> [Directions]
Update the passage from the article on the 55th Oklahoma Legislature between "- Abortion - HB 1409" and "not be jeopardized.", inclusive, and write it out with "Criminal procedure" changed to "Criminal justice".

*** Opening of Selected extract ***

Leadership
- President of the Senate:: Todd Lamb (R)
- President Pro Tem of the Senate:: Brian Bingman (R)
- Speaker of the House:: Jeff W. Hickman (R)
- Composition:: Senate 40 8 House 72 29

= 55th Oklahoma Legislature =

The Fifty-fifth Oklahoma Legislature was the 2015 meeting of the legislative branch of the government of Oklahoma, which began with an organizational day on January 6, 2015. The first session met in February 2015 in the Oklahoma State Capitol in Oklahoma City during the first year of the second administration of Governor Mary Fallin. After the 2014 elections, the Republican Party held more than two-thirds of the seats in the Oklahoma Senate and the Oklahoma House of Representatives.

==Dates of sessions==
- Organizational day: January 6, 2015
- First session: February 2-May 22, 2015
Previous: 54th Legislature • Next: 56th Legislature

==Major legislation==

===Enacted===
2015 Legislative Session
- Budget - HB 2244 contained the state budget that begins July 1, 2015 and ends July 1, 2016.
- Abortion - HB 1409 increased the time for voluntary and informed consent before an abortion from 24 to 72 hours and required abortion facilities with a website to link to the state's website, "A Woman's Right to know."
- Abortion - HB 1721 outlawed abortions in which doctors use forceps or other medical devices to dismember a living fetus in the womb, except when a dismemberment abortion is necessary to prevent a serious health risk to the mother.
- Criminal procedure - HB 1518 allows judges to impose shorter sentences for some nonviolent crimes.
- Criminal procedure - HB 1548 allows a judge to reduce the sentence of any inmate who was originally sentenced for a drug charge and ordered to complete the Drug Offender Work Camp at the Bill Johnson Correctional Facility if the judge is satisfied the best interests of the public will not be jeopardized.

*** Close of Selected extract ***
*** Opening of Material supplied ***

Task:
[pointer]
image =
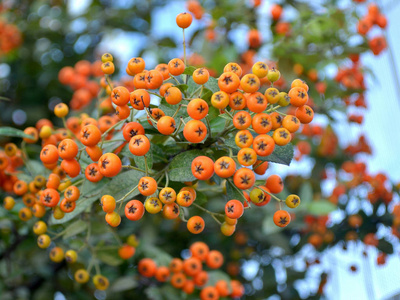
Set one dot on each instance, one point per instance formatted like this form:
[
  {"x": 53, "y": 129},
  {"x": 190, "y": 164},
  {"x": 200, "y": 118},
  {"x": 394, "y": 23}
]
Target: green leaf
[
  {"x": 75, "y": 228},
  {"x": 109, "y": 257},
  {"x": 140, "y": 162},
  {"x": 212, "y": 85},
  {"x": 189, "y": 70},
  {"x": 215, "y": 276},
  {"x": 180, "y": 166},
  {"x": 201, "y": 199},
  {"x": 306, "y": 193},
  {"x": 123, "y": 284},
  {"x": 13, "y": 132},
  {"x": 321, "y": 207},
  {"x": 123, "y": 183}
]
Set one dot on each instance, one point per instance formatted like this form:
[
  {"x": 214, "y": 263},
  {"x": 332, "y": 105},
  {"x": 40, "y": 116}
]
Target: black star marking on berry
[
  {"x": 295, "y": 200},
  {"x": 86, "y": 134},
  {"x": 237, "y": 101},
  {"x": 218, "y": 97},
  {"x": 199, "y": 131},
  {"x": 167, "y": 195},
  {"x": 242, "y": 120},
  {"x": 261, "y": 145},
  {"x": 138, "y": 141},
  {"x": 251, "y": 81},
  {"x": 224, "y": 165},
  {"x": 47, "y": 198},
  {"x": 245, "y": 179},
  {"x": 187, "y": 197},
  {"x": 243, "y": 138},
  {"x": 264, "y": 122},
  {"x": 132, "y": 209},
  {"x": 199, "y": 169},
  {"x": 144, "y": 186},
  {"x": 282, "y": 220},
  {"x": 198, "y": 226},
  {"x": 133, "y": 132},
  {"x": 246, "y": 157},
  {"x": 92, "y": 171},
  {"x": 260, "y": 100},
  {"x": 201, "y": 108},
  {"x": 301, "y": 94},
  {"x": 104, "y": 164},
  {"x": 227, "y": 79},
  {"x": 283, "y": 134}
]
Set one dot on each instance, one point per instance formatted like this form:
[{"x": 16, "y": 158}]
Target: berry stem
[
  {"x": 272, "y": 195},
  {"x": 127, "y": 194},
  {"x": 208, "y": 211},
  {"x": 108, "y": 81},
  {"x": 133, "y": 168}
]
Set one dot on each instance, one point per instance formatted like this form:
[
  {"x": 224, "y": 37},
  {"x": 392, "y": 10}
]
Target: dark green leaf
[
  {"x": 75, "y": 228},
  {"x": 9, "y": 131}
]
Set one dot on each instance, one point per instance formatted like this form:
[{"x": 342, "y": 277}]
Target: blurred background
[{"x": 343, "y": 243}]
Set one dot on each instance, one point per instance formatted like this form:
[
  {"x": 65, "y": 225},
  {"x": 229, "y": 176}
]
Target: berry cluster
[{"x": 190, "y": 273}]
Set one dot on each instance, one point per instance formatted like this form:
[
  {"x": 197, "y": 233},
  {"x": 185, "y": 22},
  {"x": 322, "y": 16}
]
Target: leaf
[
  {"x": 13, "y": 132},
  {"x": 201, "y": 199},
  {"x": 215, "y": 276},
  {"x": 189, "y": 70},
  {"x": 180, "y": 166},
  {"x": 123, "y": 183},
  {"x": 75, "y": 228},
  {"x": 321, "y": 207},
  {"x": 212, "y": 85},
  {"x": 123, "y": 284},
  {"x": 306, "y": 193},
  {"x": 109, "y": 257},
  {"x": 140, "y": 161}
]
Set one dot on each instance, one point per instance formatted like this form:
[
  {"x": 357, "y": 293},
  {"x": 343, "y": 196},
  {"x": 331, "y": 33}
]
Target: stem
[
  {"x": 216, "y": 220},
  {"x": 127, "y": 194},
  {"x": 108, "y": 81},
  {"x": 145, "y": 165},
  {"x": 133, "y": 168},
  {"x": 155, "y": 94},
  {"x": 209, "y": 128},
  {"x": 184, "y": 46},
  {"x": 272, "y": 195},
  {"x": 177, "y": 110},
  {"x": 166, "y": 179},
  {"x": 208, "y": 211}
]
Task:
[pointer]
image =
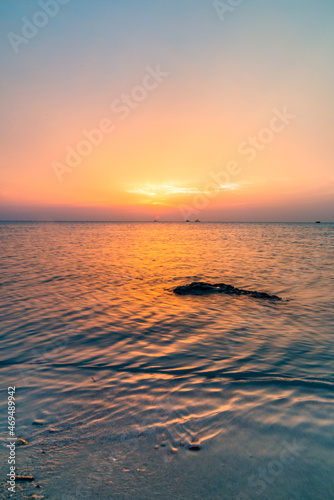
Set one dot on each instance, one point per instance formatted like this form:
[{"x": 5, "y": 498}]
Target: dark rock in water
[
  {"x": 194, "y": 447},
  {"x": 202, "y": 288}
]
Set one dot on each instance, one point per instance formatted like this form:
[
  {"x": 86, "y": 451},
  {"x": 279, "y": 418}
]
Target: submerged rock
[
  {"x": 194, "y": 447},
  {"x": 202, "y": 288}
]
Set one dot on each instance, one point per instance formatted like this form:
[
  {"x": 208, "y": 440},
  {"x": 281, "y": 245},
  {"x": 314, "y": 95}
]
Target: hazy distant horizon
[{"x": 176, "y": 109}]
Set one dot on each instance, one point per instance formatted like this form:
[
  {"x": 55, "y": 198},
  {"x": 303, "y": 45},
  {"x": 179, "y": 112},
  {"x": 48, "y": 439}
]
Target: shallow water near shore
[{"x": 117, "y": 377}]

*** Close of Material supplied ***

> [Solution for this task]
- Abortion - HB 1409 increased the time for voluntary and informed consent before an abortion from 24 to 72 hours and required abortion facilities with a website to link to the state's website, "A Woman's Right to know."
- Abortion - HB 1721 outlawed abortions in which doctors use forceps or other medical devices to dismember a living fetus in the womb, except when a dismemberment abortion is necessary to prevent a serious health risk to the mother.
- Criminal justice - HB 1518 allows judges to impose shorter sentences for some nonviolent crimes.
- Criminal justice - HB 1548 allows a judge to reduce the sentence of any inmate who was originally sentenced for a drug charge and ordered to complete the Drug Offender Work Camp at the Bill Johnson Correctional Facility if the judge is satisfied the best interests of the public will not be jeopardized.